## Task to carry out
Identify every line of the material below that contains the string "window", matching case exactly, and copy each such line.

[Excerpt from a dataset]
● ● ● ● ● ● ●
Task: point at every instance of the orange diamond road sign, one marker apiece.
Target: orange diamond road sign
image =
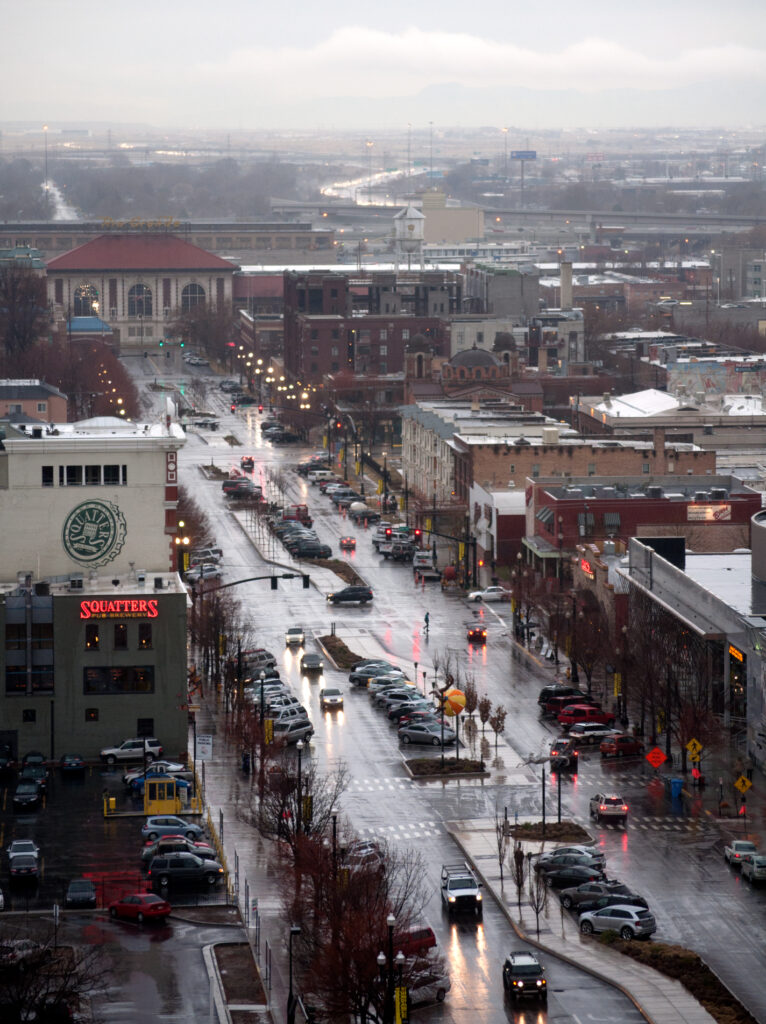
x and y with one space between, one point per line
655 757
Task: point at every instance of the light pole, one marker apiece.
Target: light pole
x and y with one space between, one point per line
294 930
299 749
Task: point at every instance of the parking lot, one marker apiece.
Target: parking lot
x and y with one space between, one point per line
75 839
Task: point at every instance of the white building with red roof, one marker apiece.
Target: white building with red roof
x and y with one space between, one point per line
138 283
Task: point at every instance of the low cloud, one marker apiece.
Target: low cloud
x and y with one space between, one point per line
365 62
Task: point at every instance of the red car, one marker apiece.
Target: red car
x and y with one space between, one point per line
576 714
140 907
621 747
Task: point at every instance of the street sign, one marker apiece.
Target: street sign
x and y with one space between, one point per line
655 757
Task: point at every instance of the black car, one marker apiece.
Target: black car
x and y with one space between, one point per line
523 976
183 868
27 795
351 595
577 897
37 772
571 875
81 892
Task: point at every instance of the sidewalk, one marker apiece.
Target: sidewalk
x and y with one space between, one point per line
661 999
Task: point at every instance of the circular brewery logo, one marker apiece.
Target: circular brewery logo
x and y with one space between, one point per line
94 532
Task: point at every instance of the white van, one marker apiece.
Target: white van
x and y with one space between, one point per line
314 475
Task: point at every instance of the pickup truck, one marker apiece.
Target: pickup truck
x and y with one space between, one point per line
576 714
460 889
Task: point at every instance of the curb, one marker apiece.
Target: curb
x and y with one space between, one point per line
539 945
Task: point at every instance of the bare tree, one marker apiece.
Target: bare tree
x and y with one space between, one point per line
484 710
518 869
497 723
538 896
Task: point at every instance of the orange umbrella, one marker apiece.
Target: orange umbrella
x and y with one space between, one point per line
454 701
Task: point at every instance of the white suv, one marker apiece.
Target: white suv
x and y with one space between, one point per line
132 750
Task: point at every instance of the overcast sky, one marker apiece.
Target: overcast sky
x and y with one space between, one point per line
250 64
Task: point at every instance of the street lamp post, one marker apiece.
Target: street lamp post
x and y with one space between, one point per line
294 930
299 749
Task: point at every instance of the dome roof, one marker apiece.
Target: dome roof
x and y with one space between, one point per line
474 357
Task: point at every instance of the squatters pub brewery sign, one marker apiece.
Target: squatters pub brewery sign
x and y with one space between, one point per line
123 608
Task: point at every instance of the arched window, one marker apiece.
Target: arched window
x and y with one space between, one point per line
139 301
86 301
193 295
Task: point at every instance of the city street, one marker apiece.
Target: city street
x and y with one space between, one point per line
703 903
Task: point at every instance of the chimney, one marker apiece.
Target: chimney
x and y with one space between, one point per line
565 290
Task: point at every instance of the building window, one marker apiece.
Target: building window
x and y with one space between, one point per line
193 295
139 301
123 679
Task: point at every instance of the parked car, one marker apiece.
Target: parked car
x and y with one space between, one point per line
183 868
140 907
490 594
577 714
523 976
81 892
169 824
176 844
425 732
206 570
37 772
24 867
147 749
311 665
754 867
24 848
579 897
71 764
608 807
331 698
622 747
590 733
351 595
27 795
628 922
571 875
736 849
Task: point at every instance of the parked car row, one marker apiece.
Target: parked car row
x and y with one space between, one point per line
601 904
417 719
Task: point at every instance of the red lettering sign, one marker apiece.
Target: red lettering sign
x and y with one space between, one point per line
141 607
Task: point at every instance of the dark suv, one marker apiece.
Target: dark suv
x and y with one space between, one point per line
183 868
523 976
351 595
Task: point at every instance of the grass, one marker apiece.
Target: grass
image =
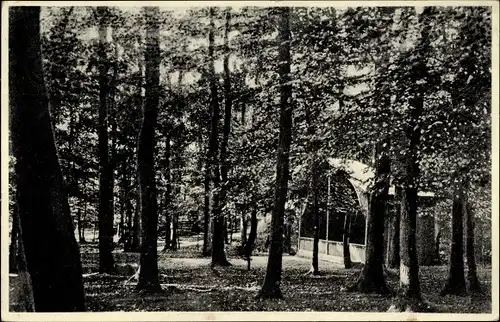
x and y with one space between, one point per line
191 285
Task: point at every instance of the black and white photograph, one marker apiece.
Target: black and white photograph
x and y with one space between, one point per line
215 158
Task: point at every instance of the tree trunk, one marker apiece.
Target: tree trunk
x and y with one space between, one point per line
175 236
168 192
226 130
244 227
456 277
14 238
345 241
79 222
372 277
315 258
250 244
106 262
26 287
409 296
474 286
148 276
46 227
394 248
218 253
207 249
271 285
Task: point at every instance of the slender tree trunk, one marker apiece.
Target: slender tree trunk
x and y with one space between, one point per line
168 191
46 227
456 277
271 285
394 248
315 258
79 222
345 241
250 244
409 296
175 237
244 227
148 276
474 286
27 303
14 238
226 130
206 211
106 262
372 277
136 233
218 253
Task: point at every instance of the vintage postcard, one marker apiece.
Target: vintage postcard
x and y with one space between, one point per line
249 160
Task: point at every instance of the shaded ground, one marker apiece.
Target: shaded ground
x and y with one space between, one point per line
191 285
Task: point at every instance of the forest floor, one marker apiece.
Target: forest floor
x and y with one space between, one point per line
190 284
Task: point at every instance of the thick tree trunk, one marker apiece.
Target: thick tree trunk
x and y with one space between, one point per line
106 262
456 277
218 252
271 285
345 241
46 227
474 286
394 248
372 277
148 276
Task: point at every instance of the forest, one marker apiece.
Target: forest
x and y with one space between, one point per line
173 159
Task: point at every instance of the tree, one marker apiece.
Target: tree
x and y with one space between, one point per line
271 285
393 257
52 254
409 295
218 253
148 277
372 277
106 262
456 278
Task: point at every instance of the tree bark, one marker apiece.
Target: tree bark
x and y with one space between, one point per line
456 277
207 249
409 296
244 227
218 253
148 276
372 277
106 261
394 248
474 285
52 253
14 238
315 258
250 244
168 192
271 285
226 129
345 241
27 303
● ● ● ● ● ● ●
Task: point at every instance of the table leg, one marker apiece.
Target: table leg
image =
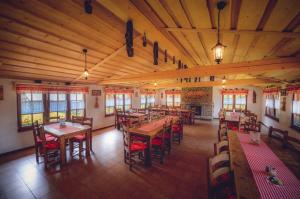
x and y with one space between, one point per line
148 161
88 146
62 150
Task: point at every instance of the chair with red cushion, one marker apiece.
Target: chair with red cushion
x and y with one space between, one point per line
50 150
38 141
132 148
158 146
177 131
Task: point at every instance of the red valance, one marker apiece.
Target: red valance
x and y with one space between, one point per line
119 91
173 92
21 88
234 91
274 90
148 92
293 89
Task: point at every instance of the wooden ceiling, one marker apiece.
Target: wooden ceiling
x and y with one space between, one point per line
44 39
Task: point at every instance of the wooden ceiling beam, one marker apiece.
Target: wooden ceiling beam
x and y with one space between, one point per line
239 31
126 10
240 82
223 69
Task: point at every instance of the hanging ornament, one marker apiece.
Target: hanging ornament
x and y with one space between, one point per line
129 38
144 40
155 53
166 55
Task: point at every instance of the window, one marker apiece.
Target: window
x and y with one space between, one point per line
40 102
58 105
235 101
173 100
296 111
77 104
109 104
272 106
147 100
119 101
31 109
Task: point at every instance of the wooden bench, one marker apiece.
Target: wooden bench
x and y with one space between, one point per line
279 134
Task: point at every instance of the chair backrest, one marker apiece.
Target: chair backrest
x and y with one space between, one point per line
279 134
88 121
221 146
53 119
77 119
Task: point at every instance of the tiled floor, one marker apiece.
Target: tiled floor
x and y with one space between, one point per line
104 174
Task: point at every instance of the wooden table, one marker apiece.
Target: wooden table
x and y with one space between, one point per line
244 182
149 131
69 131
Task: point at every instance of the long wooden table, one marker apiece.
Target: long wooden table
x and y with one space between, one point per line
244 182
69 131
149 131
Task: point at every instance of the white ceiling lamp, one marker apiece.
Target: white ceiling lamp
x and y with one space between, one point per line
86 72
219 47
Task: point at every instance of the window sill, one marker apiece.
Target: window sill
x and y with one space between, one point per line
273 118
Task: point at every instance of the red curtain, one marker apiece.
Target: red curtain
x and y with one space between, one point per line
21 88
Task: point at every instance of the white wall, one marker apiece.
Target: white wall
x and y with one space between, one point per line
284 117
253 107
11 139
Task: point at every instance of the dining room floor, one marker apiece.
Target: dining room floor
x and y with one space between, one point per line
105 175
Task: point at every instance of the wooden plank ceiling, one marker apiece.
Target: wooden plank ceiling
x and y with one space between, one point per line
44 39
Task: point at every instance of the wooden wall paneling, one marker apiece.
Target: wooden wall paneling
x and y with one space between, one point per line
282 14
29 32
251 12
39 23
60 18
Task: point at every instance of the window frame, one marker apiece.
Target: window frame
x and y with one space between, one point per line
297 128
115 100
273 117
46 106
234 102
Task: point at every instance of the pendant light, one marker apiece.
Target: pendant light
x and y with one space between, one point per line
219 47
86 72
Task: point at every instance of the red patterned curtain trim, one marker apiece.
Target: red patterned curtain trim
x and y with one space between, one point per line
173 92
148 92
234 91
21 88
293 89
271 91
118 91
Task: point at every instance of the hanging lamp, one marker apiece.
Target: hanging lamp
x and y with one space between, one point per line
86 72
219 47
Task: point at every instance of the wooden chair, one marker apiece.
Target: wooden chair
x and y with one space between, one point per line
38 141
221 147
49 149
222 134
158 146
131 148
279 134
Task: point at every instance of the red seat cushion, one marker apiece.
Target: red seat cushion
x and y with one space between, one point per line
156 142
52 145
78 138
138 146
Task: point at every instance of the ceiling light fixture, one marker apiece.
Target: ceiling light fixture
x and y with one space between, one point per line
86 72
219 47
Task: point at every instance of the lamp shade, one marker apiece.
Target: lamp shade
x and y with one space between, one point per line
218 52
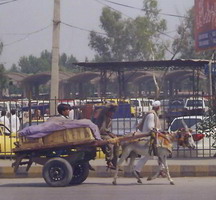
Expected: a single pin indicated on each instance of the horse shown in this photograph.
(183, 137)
● ● ● ● ● ● ●
## Result for this task
Task: point at every instance of the arched window, one marker apiece.
Target: arched window
Task: point at every instance of the building window, one marker apiece.
Target: building window
Task: point at every instance of the window, one marker apiece.
Target: window
Task: point at every instance of the window sill, one marker apiece.
Target: window sill
Task: point at every instance of the window frame, one marker apiece.
Target: window frame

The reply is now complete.